↓

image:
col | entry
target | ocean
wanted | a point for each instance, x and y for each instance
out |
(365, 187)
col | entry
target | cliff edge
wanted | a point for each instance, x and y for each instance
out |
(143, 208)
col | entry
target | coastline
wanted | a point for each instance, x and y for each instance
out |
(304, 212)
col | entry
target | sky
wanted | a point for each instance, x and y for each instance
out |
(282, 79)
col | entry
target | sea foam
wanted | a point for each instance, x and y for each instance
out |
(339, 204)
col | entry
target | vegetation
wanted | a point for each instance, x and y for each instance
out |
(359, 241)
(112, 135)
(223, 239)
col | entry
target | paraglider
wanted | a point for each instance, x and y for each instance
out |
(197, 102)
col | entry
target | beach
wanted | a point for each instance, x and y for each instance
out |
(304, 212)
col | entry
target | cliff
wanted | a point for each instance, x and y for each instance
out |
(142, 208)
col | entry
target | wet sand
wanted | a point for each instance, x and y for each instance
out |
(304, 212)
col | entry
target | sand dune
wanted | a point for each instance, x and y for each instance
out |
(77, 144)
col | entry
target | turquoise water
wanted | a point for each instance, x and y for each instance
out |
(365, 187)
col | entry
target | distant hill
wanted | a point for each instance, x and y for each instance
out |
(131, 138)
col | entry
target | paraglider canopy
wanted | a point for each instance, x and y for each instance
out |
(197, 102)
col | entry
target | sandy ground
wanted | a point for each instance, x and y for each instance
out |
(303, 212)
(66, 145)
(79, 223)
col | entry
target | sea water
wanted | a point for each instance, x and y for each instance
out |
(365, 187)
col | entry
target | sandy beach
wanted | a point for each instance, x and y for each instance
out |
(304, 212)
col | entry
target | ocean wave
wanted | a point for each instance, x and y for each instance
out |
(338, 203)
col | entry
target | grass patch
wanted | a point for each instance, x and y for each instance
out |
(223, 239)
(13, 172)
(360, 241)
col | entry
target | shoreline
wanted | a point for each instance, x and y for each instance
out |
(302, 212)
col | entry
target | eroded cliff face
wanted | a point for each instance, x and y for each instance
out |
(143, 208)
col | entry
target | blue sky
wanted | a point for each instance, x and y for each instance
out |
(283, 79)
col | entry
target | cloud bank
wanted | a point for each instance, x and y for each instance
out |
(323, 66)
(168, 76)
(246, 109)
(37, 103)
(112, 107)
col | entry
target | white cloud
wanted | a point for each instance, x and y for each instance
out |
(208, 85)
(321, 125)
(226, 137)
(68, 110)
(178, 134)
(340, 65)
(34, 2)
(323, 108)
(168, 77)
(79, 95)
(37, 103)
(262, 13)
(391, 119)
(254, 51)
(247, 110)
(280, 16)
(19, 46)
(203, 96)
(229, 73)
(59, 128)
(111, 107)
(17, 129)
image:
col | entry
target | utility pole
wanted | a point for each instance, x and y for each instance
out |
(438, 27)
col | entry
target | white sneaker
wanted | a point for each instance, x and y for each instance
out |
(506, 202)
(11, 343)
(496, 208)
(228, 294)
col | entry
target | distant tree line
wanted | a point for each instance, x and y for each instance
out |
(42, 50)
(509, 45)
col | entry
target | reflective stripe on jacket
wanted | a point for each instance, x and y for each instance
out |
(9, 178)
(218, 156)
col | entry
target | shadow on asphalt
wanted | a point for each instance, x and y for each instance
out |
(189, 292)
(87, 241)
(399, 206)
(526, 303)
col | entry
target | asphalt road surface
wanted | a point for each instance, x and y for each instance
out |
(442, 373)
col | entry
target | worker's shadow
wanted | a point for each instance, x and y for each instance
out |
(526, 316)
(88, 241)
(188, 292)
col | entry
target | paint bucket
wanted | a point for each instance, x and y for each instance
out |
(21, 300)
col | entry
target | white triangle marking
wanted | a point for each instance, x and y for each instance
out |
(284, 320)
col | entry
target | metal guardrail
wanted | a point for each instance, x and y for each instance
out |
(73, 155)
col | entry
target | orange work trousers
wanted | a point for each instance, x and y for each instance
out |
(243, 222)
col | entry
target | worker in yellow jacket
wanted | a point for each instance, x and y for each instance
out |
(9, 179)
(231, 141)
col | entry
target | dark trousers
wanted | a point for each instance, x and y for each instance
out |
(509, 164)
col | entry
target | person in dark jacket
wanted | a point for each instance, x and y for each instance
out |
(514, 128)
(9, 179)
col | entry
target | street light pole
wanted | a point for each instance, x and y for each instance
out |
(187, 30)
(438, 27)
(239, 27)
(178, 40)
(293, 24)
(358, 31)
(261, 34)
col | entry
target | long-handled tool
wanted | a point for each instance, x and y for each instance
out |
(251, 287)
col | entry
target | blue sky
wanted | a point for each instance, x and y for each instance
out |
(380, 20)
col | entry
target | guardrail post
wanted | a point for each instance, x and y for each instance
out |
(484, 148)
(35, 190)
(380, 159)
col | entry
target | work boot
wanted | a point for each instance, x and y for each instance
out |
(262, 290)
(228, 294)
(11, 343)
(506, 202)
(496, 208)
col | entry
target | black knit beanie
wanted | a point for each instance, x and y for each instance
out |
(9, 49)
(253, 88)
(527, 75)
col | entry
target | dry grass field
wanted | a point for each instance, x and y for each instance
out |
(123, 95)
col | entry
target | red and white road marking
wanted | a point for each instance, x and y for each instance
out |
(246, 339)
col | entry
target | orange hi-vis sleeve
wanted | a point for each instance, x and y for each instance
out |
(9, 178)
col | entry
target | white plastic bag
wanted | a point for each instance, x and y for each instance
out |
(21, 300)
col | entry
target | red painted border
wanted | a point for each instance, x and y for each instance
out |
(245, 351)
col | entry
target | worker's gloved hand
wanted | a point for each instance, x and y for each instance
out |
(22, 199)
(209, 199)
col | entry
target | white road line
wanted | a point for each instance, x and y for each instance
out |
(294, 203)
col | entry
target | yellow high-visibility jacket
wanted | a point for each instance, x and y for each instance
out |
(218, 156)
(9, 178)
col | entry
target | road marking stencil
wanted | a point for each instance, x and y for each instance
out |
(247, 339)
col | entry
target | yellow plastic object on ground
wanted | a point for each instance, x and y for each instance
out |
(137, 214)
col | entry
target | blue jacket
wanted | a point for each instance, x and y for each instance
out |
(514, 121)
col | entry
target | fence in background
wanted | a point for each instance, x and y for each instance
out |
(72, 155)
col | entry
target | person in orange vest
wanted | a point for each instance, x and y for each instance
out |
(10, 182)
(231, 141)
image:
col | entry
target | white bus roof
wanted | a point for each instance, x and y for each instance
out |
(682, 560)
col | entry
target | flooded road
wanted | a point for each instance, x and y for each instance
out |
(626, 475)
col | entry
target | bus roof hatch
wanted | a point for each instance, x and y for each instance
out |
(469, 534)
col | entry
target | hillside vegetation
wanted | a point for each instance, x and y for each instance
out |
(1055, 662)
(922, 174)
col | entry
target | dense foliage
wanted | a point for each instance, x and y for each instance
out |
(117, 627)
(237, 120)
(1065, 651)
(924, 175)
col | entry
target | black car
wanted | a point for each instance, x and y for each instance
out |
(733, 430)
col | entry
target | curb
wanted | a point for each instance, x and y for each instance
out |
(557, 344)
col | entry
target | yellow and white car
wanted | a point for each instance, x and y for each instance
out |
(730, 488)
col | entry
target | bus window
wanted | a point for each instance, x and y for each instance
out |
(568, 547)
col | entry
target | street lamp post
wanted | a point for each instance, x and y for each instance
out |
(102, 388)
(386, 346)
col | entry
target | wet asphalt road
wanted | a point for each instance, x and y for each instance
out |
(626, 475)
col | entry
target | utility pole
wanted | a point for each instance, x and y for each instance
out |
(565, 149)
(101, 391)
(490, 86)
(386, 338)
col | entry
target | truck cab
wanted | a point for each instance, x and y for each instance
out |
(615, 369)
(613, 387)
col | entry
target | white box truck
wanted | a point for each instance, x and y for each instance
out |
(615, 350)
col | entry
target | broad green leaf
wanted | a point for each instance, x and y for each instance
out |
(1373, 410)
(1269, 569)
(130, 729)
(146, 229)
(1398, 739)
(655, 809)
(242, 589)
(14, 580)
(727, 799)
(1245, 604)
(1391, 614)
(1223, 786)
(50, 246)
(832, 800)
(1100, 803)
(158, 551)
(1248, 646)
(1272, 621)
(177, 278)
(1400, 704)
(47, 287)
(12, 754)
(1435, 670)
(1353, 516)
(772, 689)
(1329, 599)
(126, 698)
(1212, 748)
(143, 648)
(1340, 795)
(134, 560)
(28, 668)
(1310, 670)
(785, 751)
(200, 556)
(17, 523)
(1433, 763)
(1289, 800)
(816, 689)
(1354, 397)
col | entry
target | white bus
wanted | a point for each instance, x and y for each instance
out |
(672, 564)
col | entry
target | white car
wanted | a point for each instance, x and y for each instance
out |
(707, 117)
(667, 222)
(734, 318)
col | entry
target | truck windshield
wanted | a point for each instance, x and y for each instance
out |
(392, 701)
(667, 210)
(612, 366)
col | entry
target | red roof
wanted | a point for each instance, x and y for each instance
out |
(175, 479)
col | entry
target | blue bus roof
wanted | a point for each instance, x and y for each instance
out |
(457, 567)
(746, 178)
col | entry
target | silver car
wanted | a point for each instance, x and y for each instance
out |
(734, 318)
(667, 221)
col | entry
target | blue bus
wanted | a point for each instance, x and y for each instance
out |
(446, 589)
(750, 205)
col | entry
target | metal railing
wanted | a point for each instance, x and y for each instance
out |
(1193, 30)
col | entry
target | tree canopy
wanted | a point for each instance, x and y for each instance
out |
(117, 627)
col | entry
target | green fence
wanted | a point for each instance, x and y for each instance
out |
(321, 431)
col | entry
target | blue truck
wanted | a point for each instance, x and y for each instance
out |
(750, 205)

↑

• [ACTION ITEM]: Lines containing the word "vegetation" are to be pulled from the records and copied.

• [ANSWER BOX]:
target | vegetation
target | hillside vegetation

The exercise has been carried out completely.